**Instructions to follow:** Each entry is to be transcribed exactly, with nothing added or dropped.
== Segment start ==
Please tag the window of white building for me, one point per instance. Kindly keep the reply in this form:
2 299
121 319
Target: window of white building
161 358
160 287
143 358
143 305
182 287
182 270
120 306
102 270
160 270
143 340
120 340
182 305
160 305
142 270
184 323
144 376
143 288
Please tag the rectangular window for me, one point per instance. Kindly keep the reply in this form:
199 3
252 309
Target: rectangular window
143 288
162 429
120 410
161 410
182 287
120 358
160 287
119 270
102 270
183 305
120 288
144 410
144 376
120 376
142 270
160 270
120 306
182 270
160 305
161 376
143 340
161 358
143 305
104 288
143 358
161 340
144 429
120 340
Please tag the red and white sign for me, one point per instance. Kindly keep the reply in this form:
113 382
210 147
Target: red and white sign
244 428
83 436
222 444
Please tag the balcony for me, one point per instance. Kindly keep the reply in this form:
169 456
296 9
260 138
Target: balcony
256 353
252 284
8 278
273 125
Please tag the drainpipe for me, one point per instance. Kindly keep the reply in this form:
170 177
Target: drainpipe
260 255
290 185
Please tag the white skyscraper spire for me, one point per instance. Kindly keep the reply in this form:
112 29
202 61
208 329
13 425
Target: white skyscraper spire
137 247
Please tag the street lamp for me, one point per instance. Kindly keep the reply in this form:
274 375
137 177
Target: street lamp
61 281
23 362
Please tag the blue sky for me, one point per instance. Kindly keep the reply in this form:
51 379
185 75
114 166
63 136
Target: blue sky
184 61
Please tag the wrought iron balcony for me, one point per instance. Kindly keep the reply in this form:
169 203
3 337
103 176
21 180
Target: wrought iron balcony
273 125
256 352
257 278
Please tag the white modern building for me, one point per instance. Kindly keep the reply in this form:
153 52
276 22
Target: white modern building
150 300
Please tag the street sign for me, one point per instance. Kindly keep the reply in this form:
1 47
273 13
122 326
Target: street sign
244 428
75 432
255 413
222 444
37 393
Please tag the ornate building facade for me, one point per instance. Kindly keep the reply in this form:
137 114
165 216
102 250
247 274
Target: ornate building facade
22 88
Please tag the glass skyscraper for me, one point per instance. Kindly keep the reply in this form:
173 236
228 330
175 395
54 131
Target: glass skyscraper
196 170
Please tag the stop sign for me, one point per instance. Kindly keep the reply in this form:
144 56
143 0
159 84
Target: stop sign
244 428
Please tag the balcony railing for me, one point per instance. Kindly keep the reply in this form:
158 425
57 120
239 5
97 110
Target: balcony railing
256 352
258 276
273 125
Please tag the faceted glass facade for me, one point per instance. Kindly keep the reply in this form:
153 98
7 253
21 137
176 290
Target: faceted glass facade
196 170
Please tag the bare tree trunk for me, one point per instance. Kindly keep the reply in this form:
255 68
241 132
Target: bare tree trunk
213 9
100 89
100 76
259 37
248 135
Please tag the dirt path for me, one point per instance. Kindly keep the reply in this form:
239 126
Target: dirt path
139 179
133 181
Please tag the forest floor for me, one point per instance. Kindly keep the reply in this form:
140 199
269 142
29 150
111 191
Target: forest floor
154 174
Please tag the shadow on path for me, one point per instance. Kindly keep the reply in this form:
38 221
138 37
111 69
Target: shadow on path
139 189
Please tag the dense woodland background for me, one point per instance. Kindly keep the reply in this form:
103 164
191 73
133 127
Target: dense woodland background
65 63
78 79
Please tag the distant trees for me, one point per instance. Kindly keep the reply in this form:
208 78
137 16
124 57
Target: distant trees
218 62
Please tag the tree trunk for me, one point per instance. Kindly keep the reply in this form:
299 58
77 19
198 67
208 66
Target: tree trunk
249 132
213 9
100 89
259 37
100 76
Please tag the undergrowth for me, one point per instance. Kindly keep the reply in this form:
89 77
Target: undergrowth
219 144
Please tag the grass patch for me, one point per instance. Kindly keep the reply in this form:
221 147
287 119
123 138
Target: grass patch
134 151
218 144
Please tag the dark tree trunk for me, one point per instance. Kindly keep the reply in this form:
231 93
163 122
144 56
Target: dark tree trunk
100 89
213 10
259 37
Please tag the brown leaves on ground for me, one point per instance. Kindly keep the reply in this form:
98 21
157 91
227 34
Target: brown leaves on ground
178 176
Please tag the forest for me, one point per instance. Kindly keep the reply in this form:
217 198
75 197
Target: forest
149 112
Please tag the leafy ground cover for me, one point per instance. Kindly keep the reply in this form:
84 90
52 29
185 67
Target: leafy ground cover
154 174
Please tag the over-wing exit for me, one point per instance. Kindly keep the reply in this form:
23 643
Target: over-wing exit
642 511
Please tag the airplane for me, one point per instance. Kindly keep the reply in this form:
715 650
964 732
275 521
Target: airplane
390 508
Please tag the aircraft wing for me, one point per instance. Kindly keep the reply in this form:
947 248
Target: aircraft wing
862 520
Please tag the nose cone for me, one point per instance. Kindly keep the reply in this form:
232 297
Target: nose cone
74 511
== Segment end ==
**Expected output:**
Please tag the window of white building for me, one point per instance. Kindly keep the reply in this form:
2 299
121 319
Target: window of white building
161 358
160 287
143 358
143 305
182 287
182 270
120 306
102 270
160 270
143 340
120 340
182 305
160 305
142 270
184 323
144 376
143 288
Please tag the rectangular window for me, one point per instance. Kindly keep the reply in this form:
199 3
252 309
Target: rectangular window
143 288
162 429
120 410
161 410
182 287
120 358
160 287
119 270
102 270
183 305
120 288
144 410
144 376
120 376
142 270
160 270
120 306
182 270
160 305
161 376
143 340
161 358
143 305
104 288
143 358
161 340
144 429
120 340
Please tag the red and white sign for me, one point per instance. Kindly keep the reply in this form:
113 382
210 147
Target: red and white sign
244 428
83 436
222 444
Please tag the balcony for me, one point per instance. Kindly keep the reply in this form:
169 456
296 9
260 138
Target: balcony
256 353
252 284
8 278
273 125
Please tag the drainpipe for me, one point per instance. Kindly keep the reply in this form:
170 177
Target: drainpipe
260 255
290 185
Please tag the white skyscraper spire for me, one point per instance. Kindly keep the reply in this form:
112 29
202 61
208 329
13 425
Target: white skyscraper spire
137 247
Please tag the street lamp for me, one point per instance. Kindly keep the reply in this form:
274 375
137 177
Target: street lamp
61 281
23 362
Please tag the blue sky for me, one point per instance. Kindly keep the reply in this form:
51 379
185 75
114 166
63 136
Target: blue sky
184 61
Please tag the wrought iron balcony for me, one point per instance. Kindly keep the reply in this form:
169 203
3 337
103 176
21 180
Target: wrought iron balcony
273 125
256 352
257 278
Please tag the white modern building for me, one point per instance. Kindly keep the reply in this form:
153 52
276 22
Target: white modern building
150 300
Please tag the street sign for me, one point per instance. Kindly keep the reply in this form:
1 47
273 13
122 326
Target: street sign
244 428
75 432
255 413
222 444
37 393
Please tag the ornate building facade for me, one point per instance. Kindly keep the reply in this form:
137 114
165 216
102 250
247 274
Target: ornate building facade
22 88
Please tag the glass skyscraper for me, one point per instance. Kindly keep the reply in this form:
173 236
228 330
175 395
54 131
Target: glass skyscraper
196 170
Please tag the stop sign for me, one point per instance. Kindly keep the reply in this form:
144 56
143 0
159 84
Target: stop sign
244 428
Please tag the balcony railing for me, one point per instance. Kindly keep the reply in this form:
158 425
57 120
239 5
97 110
Target: balcony railing
256 352
258 276
273 125
Please tag the faceted glass facade for me, one point per instance. Kindly keep the reply in this form:
153 98
7 253
21 137
176 290
Target: faceted glass facade
196 170
Please tag the bare tree trunk for me, one point per instance. Kindly keep the reply in this form:
255 68
241 132
Target: bare tree trunk
213 9
100 89
100 76
259 37
248 135
Please tag the dirt path for me, one point per instance. Kindly keep the reply in this form:
239 126
Target: dirt path
139 179
133 181
Please tag the forest floor for me, one point per instance. Kindly keep the reply in this form:
140 199
269 142
29 150
111 191
Target: forest floor
154 174
Please tag the shadow on path for me, one point per instance. Kindly keep the reply in this form:
38 221
138 37
111 69
Target: shadow on path
139 189
Please tag the dense woodland background for me, one point per instance. Kindly keep the reply in this form:
103 164
191 73
133 127
Target: dense woodland background
65 63
78 79
Please tag the distant trees for me, one point per instance. Kindly keep the reply in this form:
208 78
137 16
124 57
Target: distant trees
218 62
Please tag the tree trunk for me, one point per instance. Kindly keep the reply in this form:
299 58
77 19
198 67
208 66
Target: tree trunk
249 132
213 9
100 89
259 37
100 76
Please tag the undergrowth for me, one point per instance. Kindly keep the reply in this form:
89 77
Target: undergrowth
219 144
Please tag the grass patch for me, one point per instance. Kindly keep the reply in this form:
221 147
287 119
123 138
Target: grass patch
134 151
218 144
Please tag the dark tree trunk for me, one point per instance. Kindly keep the reply in this form:
231 93
163 122
144 56
Target: dark tree trunk
100 89
213 10
259 37
Please tag the brown leaves on ground for me, one point per instance. Kindly keep the reply in this form:
98 21
157 91
227 34
Target: brown leaves on ground
178 176
Please tag the forest for me, one point per instance. Kindly keep the reply in this form:
217 198
75 197
Target: forest
149 112
Please tag the leafy ground cover for me, one point per instance. Kindly keep the reply in this form:
84 90
52 29
185 67
Target: leafy ground cover
154 174
Please tag the over-wing exit for me, one point per instance. Kindly keep the reply in this form:
23 643
Target: over-wing exit
642 511
Please tag the airplane for me, one point per instance. Kindly keep the reply in this form:
715 650
964 732
275 521
Target: airplane
390 508
Please tag the aircraft wing for me, one point per instance. Kindly keep the reply in this form:
947 248
Target: aircraft wing
862 520
Please tag the nose cone for me, one point per instance. Kindly keep the reply in this form:
232 297
Target: nose cone
74 511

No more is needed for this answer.